● **YOUR GOAL**: Only some lines are wanted. Transcribe, exactly, the lines below from the line with "Q: For the photo above, point to the pink robin, giving" up to and including the line with "Q: For the photo above, point to the pink plumage, giving".

● **MATERIAL PROVIDED**:
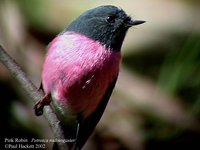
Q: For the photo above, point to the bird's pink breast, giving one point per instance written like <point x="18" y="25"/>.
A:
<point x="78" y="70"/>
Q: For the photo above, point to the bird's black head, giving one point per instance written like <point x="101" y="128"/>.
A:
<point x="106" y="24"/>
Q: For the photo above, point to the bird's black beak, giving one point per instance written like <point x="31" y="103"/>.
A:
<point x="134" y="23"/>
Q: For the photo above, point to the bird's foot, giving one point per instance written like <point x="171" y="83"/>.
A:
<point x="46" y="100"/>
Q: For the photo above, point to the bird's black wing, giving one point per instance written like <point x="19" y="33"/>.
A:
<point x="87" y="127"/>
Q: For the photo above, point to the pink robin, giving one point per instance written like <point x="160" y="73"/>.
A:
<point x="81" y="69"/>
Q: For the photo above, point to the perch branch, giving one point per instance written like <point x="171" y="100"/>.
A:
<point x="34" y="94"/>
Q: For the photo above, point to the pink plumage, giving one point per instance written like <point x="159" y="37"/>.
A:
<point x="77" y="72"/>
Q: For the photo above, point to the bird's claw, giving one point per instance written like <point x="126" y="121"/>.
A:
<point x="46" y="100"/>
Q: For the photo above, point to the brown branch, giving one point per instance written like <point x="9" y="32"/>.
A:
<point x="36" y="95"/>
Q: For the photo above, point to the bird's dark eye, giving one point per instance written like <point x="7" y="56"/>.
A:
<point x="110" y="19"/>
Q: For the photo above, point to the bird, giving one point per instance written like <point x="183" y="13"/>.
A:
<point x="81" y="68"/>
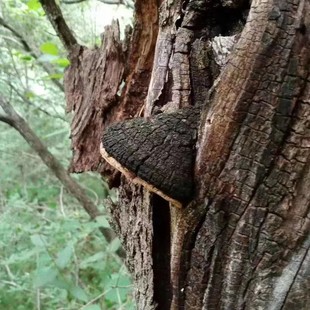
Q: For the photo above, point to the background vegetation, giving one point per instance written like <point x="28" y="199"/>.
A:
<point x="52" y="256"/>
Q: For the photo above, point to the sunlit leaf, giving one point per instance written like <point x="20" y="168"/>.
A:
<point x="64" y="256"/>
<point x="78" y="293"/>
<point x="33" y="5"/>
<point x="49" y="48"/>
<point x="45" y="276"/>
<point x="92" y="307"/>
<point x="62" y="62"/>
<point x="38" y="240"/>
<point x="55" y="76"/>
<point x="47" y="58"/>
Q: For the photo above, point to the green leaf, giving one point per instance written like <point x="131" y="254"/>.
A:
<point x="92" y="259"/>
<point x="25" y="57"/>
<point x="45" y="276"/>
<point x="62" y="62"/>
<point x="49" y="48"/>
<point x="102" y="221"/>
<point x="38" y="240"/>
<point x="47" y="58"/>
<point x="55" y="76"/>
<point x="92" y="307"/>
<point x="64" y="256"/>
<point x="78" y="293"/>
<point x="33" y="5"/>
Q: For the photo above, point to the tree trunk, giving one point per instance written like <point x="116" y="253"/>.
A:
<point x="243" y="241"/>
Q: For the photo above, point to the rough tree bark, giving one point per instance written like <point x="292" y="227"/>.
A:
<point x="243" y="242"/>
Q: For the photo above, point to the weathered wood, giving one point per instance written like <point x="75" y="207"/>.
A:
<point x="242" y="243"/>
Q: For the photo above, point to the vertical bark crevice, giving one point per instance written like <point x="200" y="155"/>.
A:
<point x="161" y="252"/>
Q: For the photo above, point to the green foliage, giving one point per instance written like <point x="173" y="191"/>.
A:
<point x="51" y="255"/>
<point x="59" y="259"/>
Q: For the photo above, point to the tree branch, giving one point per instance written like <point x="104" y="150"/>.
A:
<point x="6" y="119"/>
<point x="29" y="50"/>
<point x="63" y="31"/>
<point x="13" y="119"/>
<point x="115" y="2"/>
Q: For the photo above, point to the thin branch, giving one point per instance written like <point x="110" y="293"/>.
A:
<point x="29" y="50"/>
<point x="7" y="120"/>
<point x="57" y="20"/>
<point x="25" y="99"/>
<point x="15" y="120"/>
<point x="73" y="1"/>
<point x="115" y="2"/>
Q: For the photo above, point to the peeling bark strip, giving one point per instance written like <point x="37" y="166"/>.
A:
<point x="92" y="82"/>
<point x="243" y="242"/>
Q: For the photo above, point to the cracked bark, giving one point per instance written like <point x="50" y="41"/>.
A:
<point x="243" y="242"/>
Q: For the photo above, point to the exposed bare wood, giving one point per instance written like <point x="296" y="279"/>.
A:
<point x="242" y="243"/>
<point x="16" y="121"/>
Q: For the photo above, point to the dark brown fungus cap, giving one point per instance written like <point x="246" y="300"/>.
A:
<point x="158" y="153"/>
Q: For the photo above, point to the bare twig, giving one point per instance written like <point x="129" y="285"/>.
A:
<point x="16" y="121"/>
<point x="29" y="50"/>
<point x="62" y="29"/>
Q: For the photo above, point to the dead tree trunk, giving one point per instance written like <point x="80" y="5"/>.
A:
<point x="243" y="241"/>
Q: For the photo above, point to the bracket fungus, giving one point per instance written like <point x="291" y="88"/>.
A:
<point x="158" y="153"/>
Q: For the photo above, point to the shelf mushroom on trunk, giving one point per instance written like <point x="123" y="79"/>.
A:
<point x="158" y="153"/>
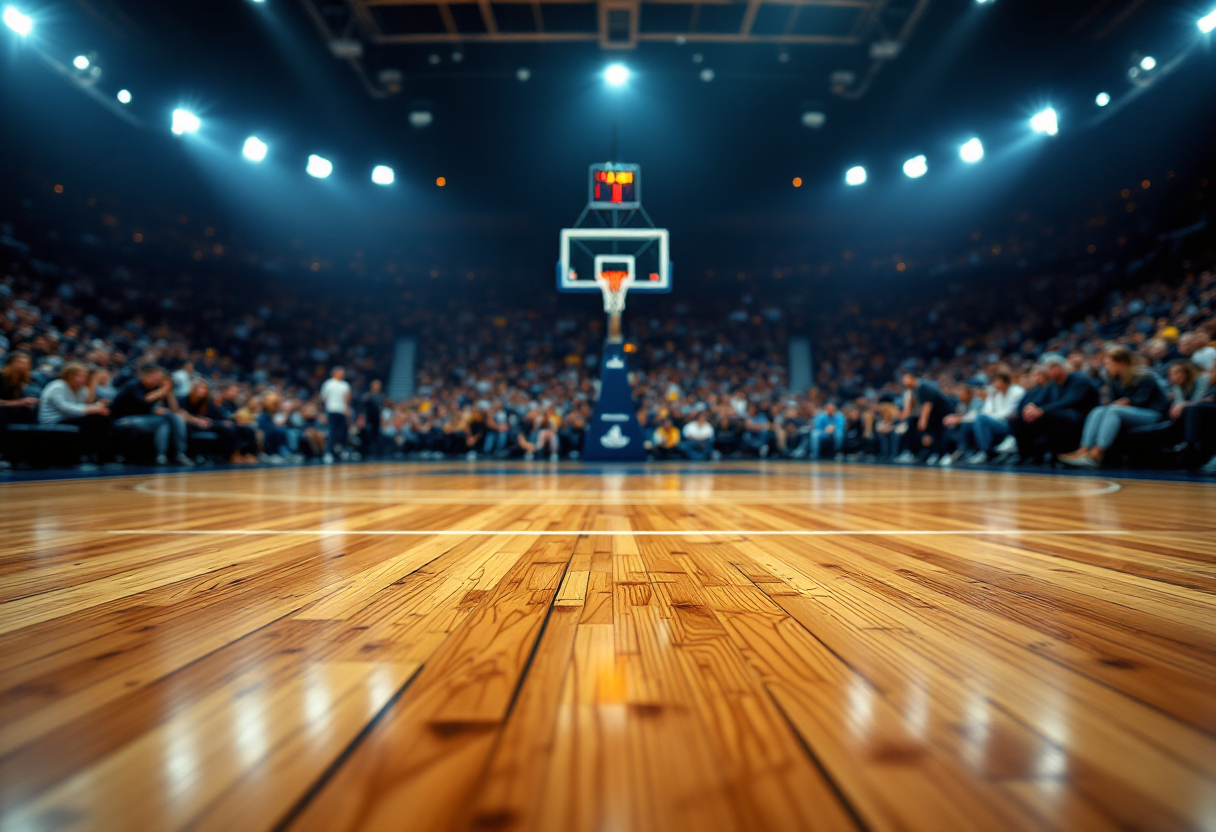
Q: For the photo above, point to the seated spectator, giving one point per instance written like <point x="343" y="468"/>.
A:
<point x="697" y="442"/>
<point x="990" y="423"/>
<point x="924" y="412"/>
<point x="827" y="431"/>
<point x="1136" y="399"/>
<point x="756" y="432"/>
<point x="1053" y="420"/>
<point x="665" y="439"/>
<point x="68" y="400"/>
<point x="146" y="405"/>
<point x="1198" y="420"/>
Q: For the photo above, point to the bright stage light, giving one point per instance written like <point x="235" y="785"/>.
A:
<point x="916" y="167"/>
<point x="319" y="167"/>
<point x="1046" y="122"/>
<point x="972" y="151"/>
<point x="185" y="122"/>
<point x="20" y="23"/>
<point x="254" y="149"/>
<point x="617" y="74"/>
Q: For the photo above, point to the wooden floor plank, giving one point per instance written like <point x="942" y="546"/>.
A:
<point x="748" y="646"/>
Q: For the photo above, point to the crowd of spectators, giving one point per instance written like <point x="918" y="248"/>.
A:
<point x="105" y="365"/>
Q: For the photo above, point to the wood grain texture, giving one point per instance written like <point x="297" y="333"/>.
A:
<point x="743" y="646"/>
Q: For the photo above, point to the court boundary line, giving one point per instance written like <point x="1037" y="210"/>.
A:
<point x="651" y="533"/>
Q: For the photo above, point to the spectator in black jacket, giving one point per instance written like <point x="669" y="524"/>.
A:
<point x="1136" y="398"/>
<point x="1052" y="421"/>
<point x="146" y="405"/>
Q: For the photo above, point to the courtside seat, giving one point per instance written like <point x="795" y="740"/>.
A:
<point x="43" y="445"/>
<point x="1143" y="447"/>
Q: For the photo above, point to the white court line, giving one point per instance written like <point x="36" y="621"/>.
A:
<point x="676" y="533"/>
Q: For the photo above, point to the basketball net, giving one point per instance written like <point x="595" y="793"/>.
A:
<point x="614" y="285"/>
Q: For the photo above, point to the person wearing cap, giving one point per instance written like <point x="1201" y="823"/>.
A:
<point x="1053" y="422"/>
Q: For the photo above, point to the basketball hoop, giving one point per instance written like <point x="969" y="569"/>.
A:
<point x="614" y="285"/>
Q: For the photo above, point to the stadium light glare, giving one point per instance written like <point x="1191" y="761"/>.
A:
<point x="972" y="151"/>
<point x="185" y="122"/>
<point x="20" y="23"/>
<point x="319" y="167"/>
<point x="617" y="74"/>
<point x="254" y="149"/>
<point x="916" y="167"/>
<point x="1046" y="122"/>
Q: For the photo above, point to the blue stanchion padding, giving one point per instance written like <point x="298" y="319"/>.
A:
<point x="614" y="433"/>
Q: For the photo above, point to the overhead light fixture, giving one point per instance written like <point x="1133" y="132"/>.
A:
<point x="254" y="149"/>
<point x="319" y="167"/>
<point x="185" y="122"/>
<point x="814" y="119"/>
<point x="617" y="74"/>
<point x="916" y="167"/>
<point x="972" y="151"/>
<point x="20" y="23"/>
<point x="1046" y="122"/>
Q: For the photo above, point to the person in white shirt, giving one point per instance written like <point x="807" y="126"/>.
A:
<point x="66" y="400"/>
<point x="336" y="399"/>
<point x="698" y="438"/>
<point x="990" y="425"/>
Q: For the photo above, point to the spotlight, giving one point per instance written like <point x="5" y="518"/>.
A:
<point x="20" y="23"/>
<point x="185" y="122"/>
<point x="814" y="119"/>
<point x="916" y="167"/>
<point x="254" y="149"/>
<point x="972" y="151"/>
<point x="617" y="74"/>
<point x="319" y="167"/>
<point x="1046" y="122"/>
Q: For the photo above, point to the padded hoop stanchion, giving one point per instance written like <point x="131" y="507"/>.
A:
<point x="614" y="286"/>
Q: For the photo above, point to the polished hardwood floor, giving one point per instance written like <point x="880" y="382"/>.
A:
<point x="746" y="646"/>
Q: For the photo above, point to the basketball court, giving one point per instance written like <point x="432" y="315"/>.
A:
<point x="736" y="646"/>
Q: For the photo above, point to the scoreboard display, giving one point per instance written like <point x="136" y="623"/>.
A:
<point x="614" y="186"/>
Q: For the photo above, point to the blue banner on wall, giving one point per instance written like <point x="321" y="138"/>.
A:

● **ANSWER TO THIS PROBLEM**:
Q: For the photo above, point to the pink robin, giving one point per instance written like <point x="160" y="73"/>.
A:
<point x="81" y="69"/>
Q: For the photo above, point to the perch branch, giving one point per instance written like <point x="171" y="100"/>.
A:
<point x="34" y="94"/>
Q: For the photo above, point to the pink plumage, giving one point per instance written like <point x="159" y="37"/>.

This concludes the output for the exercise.